Text to read
————

How to Reduce Number of
Variables and Detect Relationships, Principal Components and Factor Analysis
General
Purpose
The main applications of
factor analytic techniques are: (1) to reduce the number of variables
and (2) to detect structure in the relationships between variables, that
is to classify variables. Therefore, factor analysis is applied as a
data reduction or structure detection method (the term factor analysis
was first introduced by Thurstone, 1931). The topics listed below will describe
the principles of factor analysis, and how it can be applied towards these two
purposes.
There are many excellent
books on factor analysis. For example, a hands-on how-to approach can be found
in Stevens (1986); more detailed technical descriptions are provided in Cooley
and Lohnes (1971); Harman (1976); Kim and Mueller, (1978a, 1978b); Lawley and
Maxwell (1971); Lindeman, Merenda, and Gold (1980); Morrison (1967); or Mulaik
(1972). The interpretation of secondary factors in hierarchical factor
analysis, as an alternative to traditional oblique rotational strategies, is
explained in detail by Wherry (1984).
Confirmatory factor
analysis. Structural Equation Modeling (SEPATH) allows
you to test specific hypotheses about the factor structure for a set of
variables, in one or several samples (e.g., you can compare factor structures
across samples).
Correspondence analysis. Correspondence
analysis is a descriptive/exploratory technique designed to analyze two-way and
multi-way tables containing some measure of correspondence between the rows and
columns. The results provide information which is similar in nature to those
produced by factor analysis techniques, and they allow you to explore the
structure of categorical variables included in the table.
|
Suppose we conducted a
(rather "silly") study in which we measure 100 people's height in
inches and centimeters. Thus, we would have two variables that measure height.
If in future studies, we want to research, for example, the effect of different
nutritional food supplements on height, would we continue to use both measures?
Probably not; height is one characteristic of a person, regardless of how it is
measured.

————

Location identification items
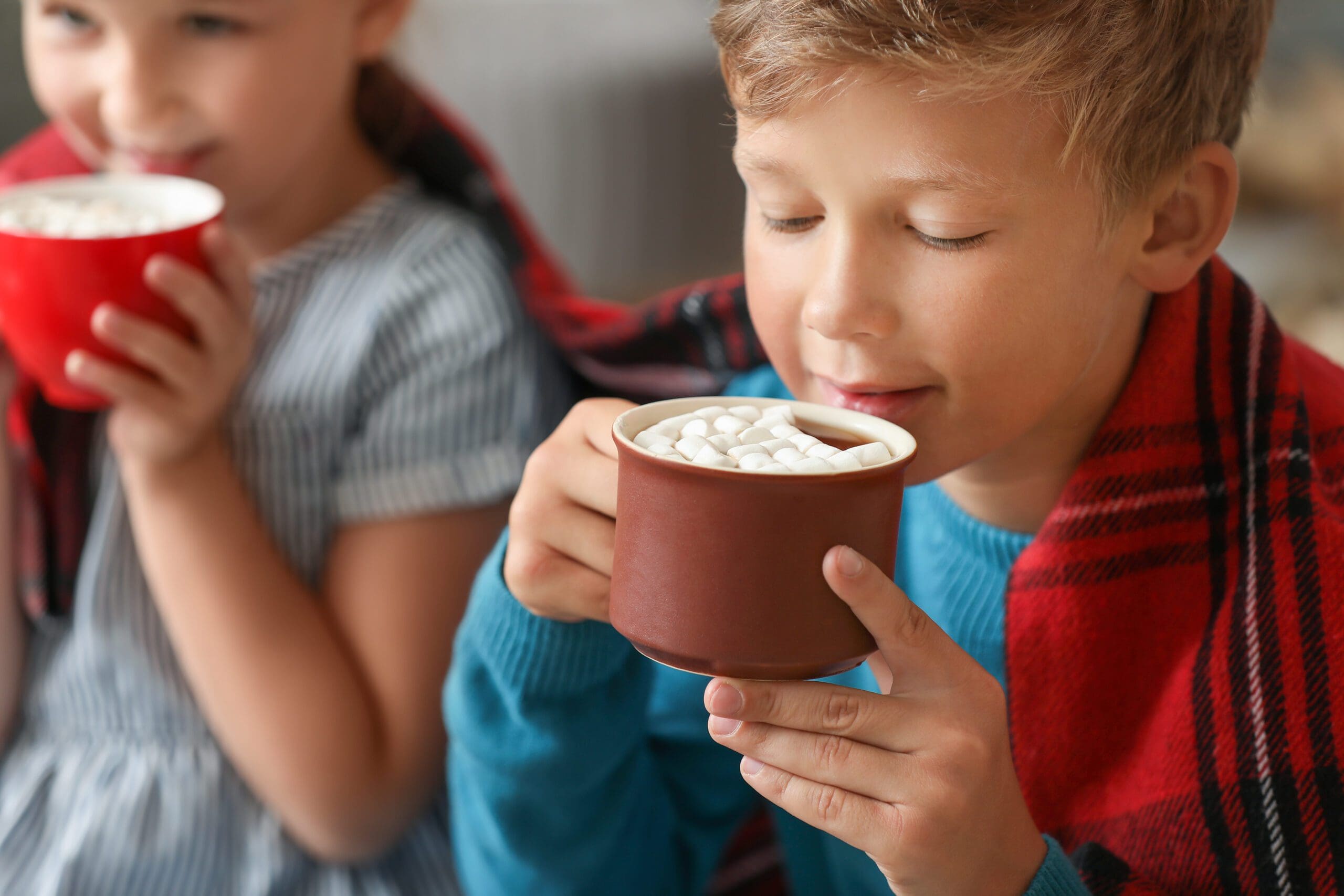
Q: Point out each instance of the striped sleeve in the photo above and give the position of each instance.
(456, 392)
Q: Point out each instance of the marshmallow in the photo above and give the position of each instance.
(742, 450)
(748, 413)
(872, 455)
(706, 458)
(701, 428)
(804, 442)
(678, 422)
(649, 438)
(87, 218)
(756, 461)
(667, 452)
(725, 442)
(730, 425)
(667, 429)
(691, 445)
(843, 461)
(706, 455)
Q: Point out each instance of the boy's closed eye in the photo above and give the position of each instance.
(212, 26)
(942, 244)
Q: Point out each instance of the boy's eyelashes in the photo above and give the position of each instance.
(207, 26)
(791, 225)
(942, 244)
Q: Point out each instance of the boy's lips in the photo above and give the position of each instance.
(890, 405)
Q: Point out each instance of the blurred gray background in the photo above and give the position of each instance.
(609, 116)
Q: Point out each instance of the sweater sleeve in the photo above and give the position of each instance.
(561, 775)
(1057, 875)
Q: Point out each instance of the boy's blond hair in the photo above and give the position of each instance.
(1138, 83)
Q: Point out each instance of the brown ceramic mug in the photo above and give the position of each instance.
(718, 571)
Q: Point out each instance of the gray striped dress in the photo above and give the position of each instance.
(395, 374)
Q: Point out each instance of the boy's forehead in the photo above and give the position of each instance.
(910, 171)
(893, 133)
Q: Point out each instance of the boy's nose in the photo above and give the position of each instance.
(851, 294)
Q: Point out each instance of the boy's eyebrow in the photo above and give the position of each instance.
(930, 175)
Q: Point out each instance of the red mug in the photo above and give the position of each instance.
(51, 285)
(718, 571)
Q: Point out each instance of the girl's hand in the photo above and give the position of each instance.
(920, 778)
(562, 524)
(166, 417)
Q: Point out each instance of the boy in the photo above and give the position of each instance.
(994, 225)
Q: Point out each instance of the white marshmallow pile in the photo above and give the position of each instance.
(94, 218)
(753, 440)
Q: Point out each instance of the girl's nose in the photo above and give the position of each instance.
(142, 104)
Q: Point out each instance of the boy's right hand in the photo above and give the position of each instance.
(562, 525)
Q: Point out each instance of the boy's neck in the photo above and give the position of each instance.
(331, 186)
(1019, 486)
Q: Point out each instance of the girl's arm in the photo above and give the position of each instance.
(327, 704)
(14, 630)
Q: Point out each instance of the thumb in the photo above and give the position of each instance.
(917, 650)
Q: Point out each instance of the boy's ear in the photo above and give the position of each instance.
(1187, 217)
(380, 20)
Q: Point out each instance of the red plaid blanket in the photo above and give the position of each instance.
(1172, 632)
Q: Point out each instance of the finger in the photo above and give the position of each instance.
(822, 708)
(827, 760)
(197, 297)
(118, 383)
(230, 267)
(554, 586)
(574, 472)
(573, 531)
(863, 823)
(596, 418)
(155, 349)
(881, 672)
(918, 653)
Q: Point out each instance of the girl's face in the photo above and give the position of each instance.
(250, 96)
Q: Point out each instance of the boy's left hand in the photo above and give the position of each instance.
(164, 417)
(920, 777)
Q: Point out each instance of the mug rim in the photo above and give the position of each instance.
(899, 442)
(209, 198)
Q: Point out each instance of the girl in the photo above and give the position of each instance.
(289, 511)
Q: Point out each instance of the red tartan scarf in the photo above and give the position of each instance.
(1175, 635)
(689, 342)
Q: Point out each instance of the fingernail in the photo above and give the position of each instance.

————

Challenge A
According to the factor analysis text, who first introduced the term factor analysis, and in what year?
Challenge B
Reproduce the stretch of the factor analysis text from "Correspondence analysis. Correspondence" through "use both measures?".

Written response A
Thurstone, in 1931.

Written response B
Correspondence analysis. Correspondence
analysis is a descriptive/exploratory technique designed to analyze two-way and
multi-way tables containing some measure of correspondence between the rows and
columns. The results provide information which is similar in nature to those
produced by factor analysis techniques, and they allow you to explore the
structure of categorical variables included in the table.
|
Suppose we conducted a
(rather "silly") study in which we measure 100 people's height in
inches and centimeters. Thus, we would have two variables that measure height.
If in future studies, we want to research, for example, the effect of different
nutritional food supplements on height, would we continue to use both measures?